===== Material for this task =====

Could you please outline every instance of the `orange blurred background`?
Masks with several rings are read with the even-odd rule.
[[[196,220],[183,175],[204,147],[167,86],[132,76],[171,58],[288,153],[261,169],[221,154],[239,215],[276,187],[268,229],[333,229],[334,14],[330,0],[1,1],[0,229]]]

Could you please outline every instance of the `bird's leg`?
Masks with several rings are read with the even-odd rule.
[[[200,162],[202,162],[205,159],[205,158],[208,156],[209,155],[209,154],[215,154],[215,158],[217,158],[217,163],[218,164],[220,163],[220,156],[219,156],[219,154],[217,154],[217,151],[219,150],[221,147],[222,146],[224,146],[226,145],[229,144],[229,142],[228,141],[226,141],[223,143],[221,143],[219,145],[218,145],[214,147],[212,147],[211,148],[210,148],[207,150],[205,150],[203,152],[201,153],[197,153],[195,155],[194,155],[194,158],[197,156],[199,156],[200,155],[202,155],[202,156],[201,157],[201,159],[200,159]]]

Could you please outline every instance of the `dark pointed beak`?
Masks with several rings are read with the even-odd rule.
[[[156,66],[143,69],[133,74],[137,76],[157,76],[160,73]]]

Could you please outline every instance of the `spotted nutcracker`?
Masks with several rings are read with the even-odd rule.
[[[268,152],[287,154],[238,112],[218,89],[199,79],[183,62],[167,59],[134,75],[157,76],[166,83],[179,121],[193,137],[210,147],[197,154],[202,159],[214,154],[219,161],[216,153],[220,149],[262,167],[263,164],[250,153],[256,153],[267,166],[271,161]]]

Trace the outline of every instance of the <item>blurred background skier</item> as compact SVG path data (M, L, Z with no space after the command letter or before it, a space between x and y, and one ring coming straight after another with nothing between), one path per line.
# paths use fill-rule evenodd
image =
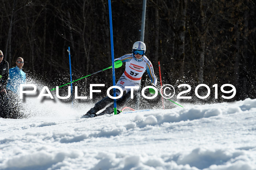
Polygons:
M132 53L124 55L116 59L114 61L120 60L123 63L126 63L125 70L121 76L116 86L119 86L125 91L126 93L121 98L117 100L117 107L119 109L123 107L131 98L131 93L135 96L138 93L142 75L147 71L152 84L157 85L157 80L154 74L154 69L151 62L144 55L146 51L146 45L143 42L136 42L132 47ZM125 88L125 86L136 86L131 91L131 88ZM121 94L121 91L116 89L116 96ZM113 96L113 95L112 95ZM101 113L97 114L97 112L103 109L113 102L113 99L107 96L96 103L94 106L90 109L84 116L85 117L94 117L97 115L105 114L111 114L113 112L114 104L107 107ZM118 112L120 112L118 110Z

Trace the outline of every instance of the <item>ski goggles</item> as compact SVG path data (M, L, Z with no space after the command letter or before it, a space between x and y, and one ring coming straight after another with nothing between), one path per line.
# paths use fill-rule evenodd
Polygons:
M133 54L139 54L140 55L143 55L144 54L144 51L133 49Z

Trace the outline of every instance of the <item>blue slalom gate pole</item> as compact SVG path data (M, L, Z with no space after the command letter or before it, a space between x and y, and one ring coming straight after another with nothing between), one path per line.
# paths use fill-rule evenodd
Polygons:
M70 58L70 47L68 47L68 55L69 58L69 72L70 74L70 82L72 82L72 74L71 71L71 58ZM71 101L72 101L72 107L73 107L73 86L72 83L70 84L71 87Z
M116 77L115 75L115 66L114 62L114 43L113 42L113 29L112 26L112 11L111 11L111 1L108 0L109 13L109 25L110 26L110 39L111 43L111 59L112 59L112 73L113 75L113 86L116 86ZM116 88L114 88L114 97L116 96ZM116 99L114 99L114 114L117 114L116 108Z

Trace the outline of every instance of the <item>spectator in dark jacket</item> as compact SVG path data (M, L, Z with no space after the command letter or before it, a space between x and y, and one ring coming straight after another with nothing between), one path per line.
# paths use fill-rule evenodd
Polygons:
M6 93L6 84L9 77L9 64L4 60L4 54L0 50L0 117L8 118L9 98Z

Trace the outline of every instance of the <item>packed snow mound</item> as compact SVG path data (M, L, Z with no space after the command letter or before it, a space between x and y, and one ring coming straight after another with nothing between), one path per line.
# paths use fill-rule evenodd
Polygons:
M0 118L0 169L256 169L256 99L87 119L60 105Z

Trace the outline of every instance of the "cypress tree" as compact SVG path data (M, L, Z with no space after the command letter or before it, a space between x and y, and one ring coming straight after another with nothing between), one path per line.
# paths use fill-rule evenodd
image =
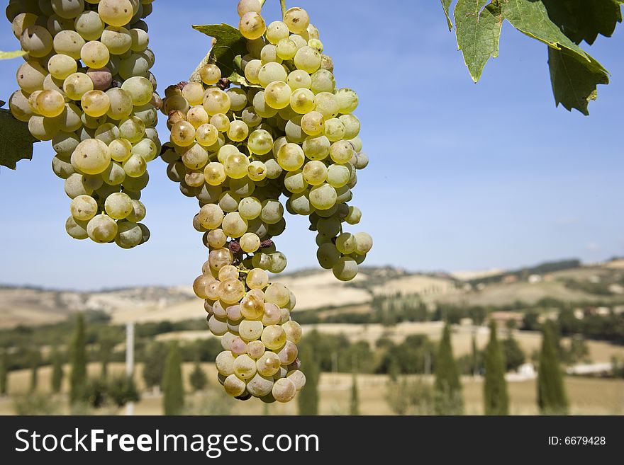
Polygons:
M357 378L355 373L351 384L351 402L349 406L349 414L353 416L360 415L360 394L357 391Z
M537 406L542 414L565 415L568 400L552 323L545 323L542 331L542 352L537 370Z
M9 390L9 357L6 350L0 353L0 396L6 395Z
M39 363L41 356L38 350L35 350L30 357L30 392L35 392L39 384Z
M461 415L464 411L459 372L451 346L451 327L447 322L435 358L434 408L436 415Z
M318 379L321 368L314 351L304 345L301 354L301 371L306 375L306 387L297 396L299 415L318 415Z
M58 394L61 391L63 382L63 361L58 349L52 350L52 391Z
M208 384L208 378L206 377L206 373L201 369L199 360L195 362L195 367L189 376L189 382L195 391L201 391Z
M177 342L172 342L165 361L162 375L162 408L165 415L180 415L184 408L182 367Z
M490 341L485 350L485 382L484 405L486 415L509 415L507 381L505 381L505 360L498 338L496 323L490 323Z
M78 314L70 349L69 401L80 401L87 386L87 340L84 335L84 316Z

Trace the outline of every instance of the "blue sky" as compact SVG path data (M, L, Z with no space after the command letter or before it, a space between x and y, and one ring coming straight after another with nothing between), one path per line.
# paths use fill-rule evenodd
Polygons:
M356 113L371 163L359 174L354 203L364 216L354 229L374 236L367 264L458 270L624 254L621 26L591 47L613 76L586 117L555 108L545 46L508 25L500 57L475 85L436 0L298 4L321 30L338 86L360 95ZM147 21L160 91L188 79L207 51L209 39L191 24L236 24L235 6L155 2ZM267 20L278 18L277 0L264 9ZM6 22L0 50L16 48ZM3 100L16 88L20 64L0 62ZM162 122L159 130L166 139ZM152 239L123 251L66 235L69 200L50 169L53 154L49 143L37 144L33 161L0 170L0 282L175 285L200 272L207 251L191 224L196 203L169 181L164 163L150 163L142 198ZM287 221L277 239L287 270L318 266L307 219Z

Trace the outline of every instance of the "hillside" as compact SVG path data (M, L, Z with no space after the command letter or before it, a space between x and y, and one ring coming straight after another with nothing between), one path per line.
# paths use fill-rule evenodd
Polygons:
M349 283L338 282L331 272L302 270L279 280L297 297L296 310L350 307L367 311L373 295L418 294L426 303L464 305L534 304L544 298L571 302L620 302L624 299L622 260L591 266L574 260L564 269L552 264L507 273L462 272L457 274L410 273L386 268L362 269ZM572 263L574 266L567 268ZM559 267L561 268L561 267ZM543 272L547 270L547 271ZM459 279L459 276L464 280ZM355 309L355 310L354 310ZM204 316L202 302L190 287L136 287L92 292L35 287L0 287L0 328L60 321L82 311L99 311L113 323L177 321ZM336 310L338 311L338 310Z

=====

# Exercise brief
Please rewrite these lines with "instance" changed to "occurrence" and everything else unchanged. Leave the pictures out.

# Output for this exercise
Could you please outline every occurrence of the `orange blurred background`?
Masks with several rings are read with the even-odd rule.
[[[196,220],[183,175],[204,147],[167,86],[132,76],[171,58],[288,153],[261,169],[221,154],[239,215],[276,187],[268,229],[333,229],[334,14],[330,0],[1,1],[0,229]]]

Could you please outline every occurrence of the `bird's leg`?
Masks with several rings are read with the even-odd rule.
[[[200,162],[202,162],[205,159],[205,158],[208,156],[209,155],[209,154],[215,154],[215,158],[217,158],[217,163],[218,164],[220,163],[220,156],[219,156],[219,154],[217,154],[217,151],[219,150],[221,147],[222,146],[224,146],[226,145],[229,144],[229,142],[228,141],[226,141],[223,143],[221,143],[219,145],[218,145],[214,147],[212,147],[211,148],[210,148],[207,150],[205,150],[203,152],[201,153],[197,153],[195,155],[194,155],[194,158],[197,156],[199,156],[200,155],[202,155],[202,156],[201,157],[201,159],[200,159]]]

Could you please outline every occurrence of the `dark pointed beak`?
Masks with several rings are read with the even-odd rule.
[[[156,66],[143,69],[133,74],[137,76],[157,76],[160,73]]]

Could you please outline every occurrence of the `spotted nutcracker`?
Masks with several rings are read with the even-odd rule.
[[[268,152],[287,154],[238,112],[218,89],[199,79],[183,62],[167,59],[134,75],[157,76],[166,83],[179,121],[193,137],[210,147],[197,154],[202,159],[214,154],[219,161],[216,153],[220,149],[262,167],[263,164],[250,153],[256,153],[267,166],[271,161]]]

Trace the outline of every occurrence of the <item>blurred background skier</item> as compact SVG path data (M, L, Z with no space after the command letter or before it, a space between x and y, and one ring coming straight after another with nothing between), one path per line.
# paths use fill-rule evenodd
image =
Polygons:
M132 53L124 55L116 59L114 61L120 60L123 63L126 63L125 70L121 76L116 86L119 86L125 91L126 93L121 98L117 100L117 107L119 109L123 107L131 98L131 93L135 96L138 93L142 75L147 71L152 84L157 85L157 80L154 74L154 69L151 62L144 55L146 51L146 45L143 42L136 42L132 47ZM125 88L125 86L136 86L131 91L131 88ZM121 94L121 91L116 89L116 96ZM113 96L113 95L112 95ZM101 113L97 114L97 112L103 109L113 102L113 99L107 96L96 103L94 106L90 109L84 116L85 117L94 117L97 115L105 114L111 114L113 112L114 104L107 107ZM118 112L120 112L118 110Z

Trace the outline of every occurrence of the <item>ski goggles</item> as compact SVG path data (M, L, Z with no space after the command letter or before it, a space between x and y, and one ring coming straight after another with nothing between), one path per line.
# paths use fill-rule evenodd
Polygons:
M133 54L139 54L140 55L143 55L144 54L144 51L133 49Z

Trace the outline of every occurrence of the <item>blue slalom gate pole</item> as compact SVG path data (M, L, Z with no space after the command letter or before it, a space between x and y, and one ring coming straight after another with nothing between), one path per line.
# paths use fill-rule evenodd
Polygons:
M70 58L70 47L68 47L68 55L69 58L69 72L70 74L70 82L72 82L72 74L71 71L71 58ZM71 101L72 101L72 107L73 107L73 86L72 83L70 84L71 87Z
M116 77L115 75L115 66L114 62L114 43L113 42L113 29L112 26L112 11L111 11L111 1L108 0L109 13L109 25L110 26L110 39L111 43L111 59L112 59L112 73L113 75L113 86L116 86ZM116 88L114 88L114 97L116 96ZM116 99L114 99L114 114L117 114L116 108Z

Trace the outline of every occurrence of the <item>spectator in dark jacket</item> as compact SVG path data (M, L, Z with no space after the command letter or before it, a space between x and y, and one ring coming straight after another with nothing between), one path per line.
# paths use fill-rule evenodd
Polygons:
M6 93L6 84L9 77L9 64L4 60L4 54L0 50L0 117L8 118L9 98Z

Trace the outline of every occurrence of the <item>packed snow mound</item> as compact SVG path data (M, L, Z with no space after the command letter or before it, a space between x and y, and one ring coming straight after another with nothing between), one path per line.
# paths use fill-rule evenodd
Polygons:
M0 118L0 169L256 169L256 99L87 119L60 105Z

Trace the outline of every occurrence of the "cypress tree" as compact SVG path data (M, L, Z with no space after the command letter or before it, a space between x and y, and one ring coming straight after another with nothing between), one path per line.
# paths use fill-rule evenodd
image =
Polygons:
M357 378L355 373L351 384L351 402L349 406L349 414L353 416L360 415L360 394L357 391Z
M537 406L542 414L565 415L568 400L552 323L545 323L542 331L542 352L537 370Z
M9 390L9 357L6 350L0 353L0 396L6 395Z
M39 363L41 356L38 350L35 350L30 357L30 392L35 392L39 384Z
M461 415L464 411L459 372L451 346L451 327L447 322L435 358L434 408L436 415Z
M318 379L321 368L314 351L304 345L301 354L301 371L306 375L306 387L297 396L299 415L318 415Z
M58 394L61 391L63 382L63 361L58 349L52 350L52 391Z
M208 384L208 378L206 377L206 373L201 369L199 360L195 362L195 367L189 376L189 382L195 391L201 391Z
M177 342L172 342L165 361L162 375L162 408L165 415L180 415L184 408L182 367Z
M490 341L485 350L485 382L484 405L486 415L509 415L507 381L505 381L505 360L498 338L496 323L490 323Z
M78 314L70 349L69 401L80 401L87 386L87 340L84 335L84 316Z

Trace the outline of every occurrence of the "blue sky" as compact SVG path data (M, L, Z with no space after the command letter or before it, a space between x and y, and one ring coming straight after another with nothing between), one path per line.
# paths use fill-rule evenodd
Polygons:
M356 113L371 163L359 174L354 203L364 216L354 229L374 236L367 264L458 270L624 254L621 26L591 47L613 76L586 117L555 108L545 46L508 25L500 57L475 85L436 0L298 4L321 30L338 86L360 95ZM147 21L160 91L188 79L207 51L209 39L191 24L236 24L235 6L155 2ZM267 20L278 18L277 0L264 9ZM6 22L0 50L16 48ZM3 100L16 88L20 64L0 62ZM162 122L159 130L166 139ZM152 239L123 251L66 235L69 200L50 169L53 154L49 143L37 144L33 161L0 170L0 282L175 285L200 272L207 251L191 224L196 203L169 181L164 163L150 163L142 198ZM287 221L277 239L287 270L318 266L307 219Z

Trace the outline of every occurrence of the "hillside" as compact SVG path data (M, L, Z with no space after the command letter or before it, a space between x and y, and one ring coming straight after another with nothing between), one path per line.
# paths use fill-rule evenodd
Polygons:
M349 283L338 282L331 272L302 270L279 280L297 297L296 310L350 307L367 311L373 295L418 294L426 303L464 305L534 304L544 298L571 302L620 302L624 299L622 260L591 266L574 260L564 269L552 264L507 273L462 272L457 274L410 273L386 268L362 269ZM572 263L574 266L567 268ZM559 267L561 268L561 267ZM543 272L547 270L547 271ZM459 279L459 276L464 280ZM355 309L355 310L354 310ZM204 316L202 302L190 287L136 287L92 292L35 287L0 287L0 328L60 321L82 311L99 311L113 323L177 321ZM336 310L338 311L338 310Z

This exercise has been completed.